## Begin Given entries

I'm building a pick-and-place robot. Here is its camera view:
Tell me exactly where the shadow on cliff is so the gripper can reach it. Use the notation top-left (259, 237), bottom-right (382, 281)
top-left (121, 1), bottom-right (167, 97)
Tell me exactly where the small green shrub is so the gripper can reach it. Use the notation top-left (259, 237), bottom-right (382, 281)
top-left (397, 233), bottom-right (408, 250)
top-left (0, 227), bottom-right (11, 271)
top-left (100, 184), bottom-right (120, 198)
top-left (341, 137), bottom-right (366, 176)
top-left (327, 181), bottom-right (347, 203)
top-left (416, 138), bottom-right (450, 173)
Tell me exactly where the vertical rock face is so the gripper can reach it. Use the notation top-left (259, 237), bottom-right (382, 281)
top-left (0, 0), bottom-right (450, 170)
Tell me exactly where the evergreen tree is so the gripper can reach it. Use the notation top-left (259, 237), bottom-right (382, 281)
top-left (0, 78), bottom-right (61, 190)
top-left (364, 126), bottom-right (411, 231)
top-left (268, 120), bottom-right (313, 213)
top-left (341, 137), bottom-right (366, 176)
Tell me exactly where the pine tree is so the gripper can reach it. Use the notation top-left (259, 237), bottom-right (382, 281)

## End Given entries

Could you repeat all of the material above word for word, changing nothing and leaving nothing out?

Task solution:
I'm building a pick-and-place robot. Here is its camera view:
Tell me exactly where the shadow on cliff is so the gripper can reach it. Use the notation top-left (259, 237), bottom-right (382, 281)
top-left (121, 1), bottom-right (167, 97)
Tell me exactly where the small green shrub is so the gripper can reach it. Use the notation top-left (259, 237), bottom-right (382, 281)
top-left (397, 233), bottom-right (408, 250)
top-left (0, 227), bottom-right (11, 271)
top-left (100, 184), bottom-right (120, 198)
top-left (341, 137), bottom-right (366, 176)
top-left (327, 181), bottom-right (347, 203)
top-left (416, 138), bottom-right (450, 173)
Tell me exactly where the vertical rock face is so the gripper can reach it. Use the notation top-left (259, 237), bottom-right (382, 281)
top-left (0, 0), bottom-right (450, 170)
Tell me exactly where the evergreen tree is so the gripper can reach it. Use the notation top-left (259, 237), bottom-right (382, 281)
top-left (0, 78), bottom-right (61, 190)
top-left (364, 126), bottom-right (411, 231)
top-left (268, 120), bottom-right (313, 213)
top-left (341, 137), bottom-right (366, 176)
Tell me exactly where the pine tree is so the gripper can reach it. Use the notation top-left (259, 237), bottom-right (382, 281)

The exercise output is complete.